#### PROVIDED RECORDS

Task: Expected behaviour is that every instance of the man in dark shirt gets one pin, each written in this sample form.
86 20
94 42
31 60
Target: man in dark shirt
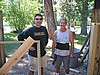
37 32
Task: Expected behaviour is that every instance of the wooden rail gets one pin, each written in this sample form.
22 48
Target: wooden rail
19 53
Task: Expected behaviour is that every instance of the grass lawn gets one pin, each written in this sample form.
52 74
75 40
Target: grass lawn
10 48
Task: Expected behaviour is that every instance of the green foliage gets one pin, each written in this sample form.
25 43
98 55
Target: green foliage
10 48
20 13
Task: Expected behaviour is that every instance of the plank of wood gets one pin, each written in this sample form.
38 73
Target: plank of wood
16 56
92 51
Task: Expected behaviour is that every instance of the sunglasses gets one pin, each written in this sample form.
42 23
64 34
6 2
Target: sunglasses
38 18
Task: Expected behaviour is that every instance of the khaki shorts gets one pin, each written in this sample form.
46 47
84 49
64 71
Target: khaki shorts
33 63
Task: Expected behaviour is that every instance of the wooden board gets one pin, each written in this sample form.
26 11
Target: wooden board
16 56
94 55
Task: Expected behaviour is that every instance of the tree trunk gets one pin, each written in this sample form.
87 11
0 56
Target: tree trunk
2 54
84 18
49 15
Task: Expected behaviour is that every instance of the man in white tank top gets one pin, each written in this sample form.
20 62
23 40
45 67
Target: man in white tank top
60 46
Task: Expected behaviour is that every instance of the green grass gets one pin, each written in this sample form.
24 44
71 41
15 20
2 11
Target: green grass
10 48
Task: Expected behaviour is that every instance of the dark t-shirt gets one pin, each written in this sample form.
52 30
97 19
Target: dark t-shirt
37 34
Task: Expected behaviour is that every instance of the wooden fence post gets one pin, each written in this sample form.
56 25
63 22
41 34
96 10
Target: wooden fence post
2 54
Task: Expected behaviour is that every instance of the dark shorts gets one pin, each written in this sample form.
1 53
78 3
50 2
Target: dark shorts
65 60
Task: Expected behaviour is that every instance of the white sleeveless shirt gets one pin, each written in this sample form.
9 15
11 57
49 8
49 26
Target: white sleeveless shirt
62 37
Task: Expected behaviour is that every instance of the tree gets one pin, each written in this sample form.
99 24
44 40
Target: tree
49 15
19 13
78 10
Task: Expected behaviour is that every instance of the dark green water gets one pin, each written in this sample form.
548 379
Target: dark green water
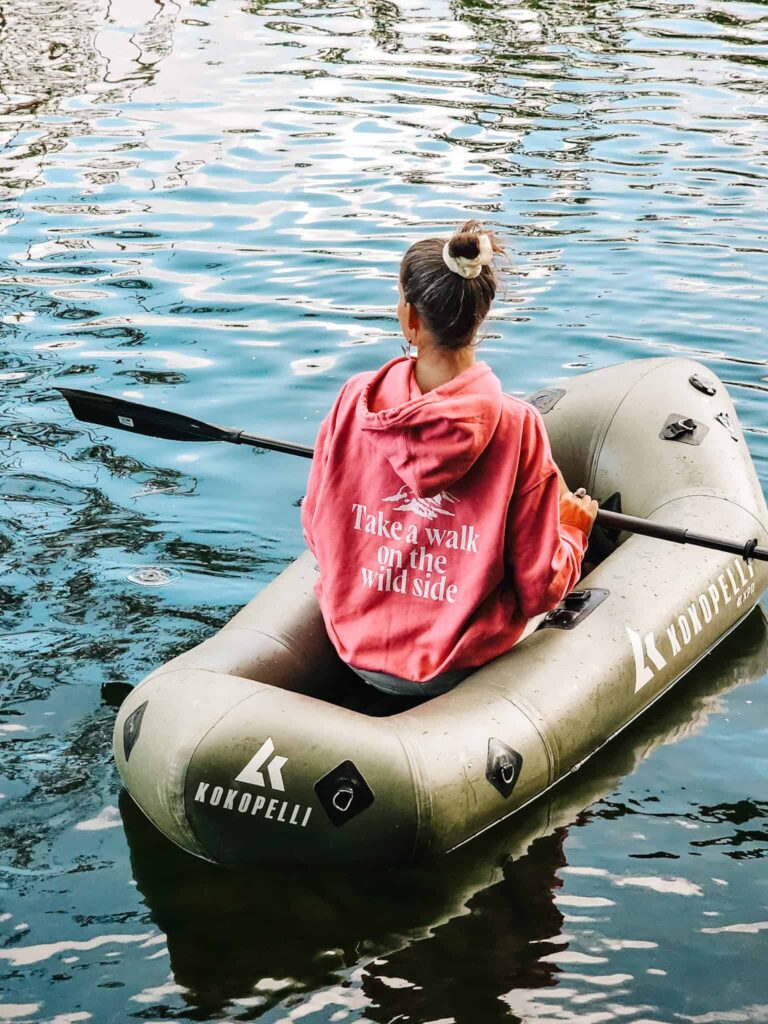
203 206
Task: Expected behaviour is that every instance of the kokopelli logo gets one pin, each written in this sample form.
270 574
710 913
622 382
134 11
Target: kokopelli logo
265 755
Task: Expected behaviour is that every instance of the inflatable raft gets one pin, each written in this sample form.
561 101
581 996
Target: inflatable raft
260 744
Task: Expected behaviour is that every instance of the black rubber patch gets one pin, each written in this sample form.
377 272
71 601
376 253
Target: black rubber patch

#### SET PROBLEM
Copy out all of the lines above word for word, leaving out the pictures.

#### ANSWER TO THIS TASK
Task: Expected behaviour is that every instance of the man in dark shirt gets one pin, each written in this sample form.
86 20
94 42
31 60
Target: man in dark shirt
37 32
Task: Expected behaviour is that every instance of the wooden rail gets one pin, each written in this sample form.
22 48
Target: wooden rail
19 53
Task: Expected behaviour is that every instance of the grass lawn gets one pin, each written in this sample form.
52 74
75 40
Target: grass lawn
10 48
Task: Expected behaviour is that every instance of the green foliage gets one pin, each written in this sample form.
25 43
98 55
Target: green foliage
10 48
20 13
Task: Expected behaviour is that every instance of the plank of wood gets one pin, each written in this sample form.
38 73
Target: plank of wood
16 56
92 51
Task: Expected behaviour is that every instance of the sunglasses gets one pin, each written in this sample form.
42 23
64 34
6 2
Target: sunglasses
38 18
Task: Expected behaviour is that every instance of the khaki shorts gets one pin, each written in this sample form.
46 47
84 49
64 71
Target: khaki shorts
33 63
Task: Expected behaviour is that every instance of the wooden board gets one pin, each written in this sample form.
26 11
Target: wooden board
16 56
94 55
Task: Expected behaviour is that every instance of the tree trunk gets one pin, each written in this sample form.
87 11
0 56
Target: tree trunk
2 54
84 18
49 15
Task: Expected behaviour is that every instance of the man in white tank top gets one pin, each written in this sample form.
20 62
23 40
45 67
Target: man in white tank top
60 46
Task: Expected behaviour is that every instance of the green grass gets one pin, each written in this sample form.
24 44
71 41
15 20
2 11
Target: green grass
10 48
Task: Expected behaviour is that every instance of the dark t-shirt gets one pin, each written in this sample form.
52 30
97 19
Target: dark t-shirt
37 34
Task: Expected behaviour is that every instance of the wooden fence post gets one pin, each written in this sample form.
56 25
63 22
41 34
96 10
Target: wooden fence post
2 54
Task: Expected behaviour is that every instance of the dark shorts gets one pin, each written in this sample form.
1 53
78 3
50 2
Target: dark shorts
65 60
Task: Expected behaviour is that every instance of the white sleeveless shirt gets one pin, each written in this sample form.
9 15
11 57
49 8
49 26
Target: white sleeveless shirt
62 37
Task: Expected behaviour is that every instance of the tree gets one pin, each written in this sample form.
99 24
44 40
Target: tree
49 15
19 13
78 10
Task: Expected behaviour is that every instance of the dark green water gets one pin, each written in this sample form.
548 379
Target: dark green water
203 206
Task: Expected behaviour is that every instance of the kokopelli logo gets one pin, each written in this sample form.
270 574
710 913
622 382
134 11
Target: kokopelli logo
265 755
Task: Expected behaviour is that every instance of the inflatable raft gets one pin, each written in this sample form.
561 101
581 996
Target: inflatable raft
260 744
Task: Expected behaviour is that every instance of the black rubber patch gets one pin, each written in this sample form.
377 272
71 601
376 253
Target: black rubber patch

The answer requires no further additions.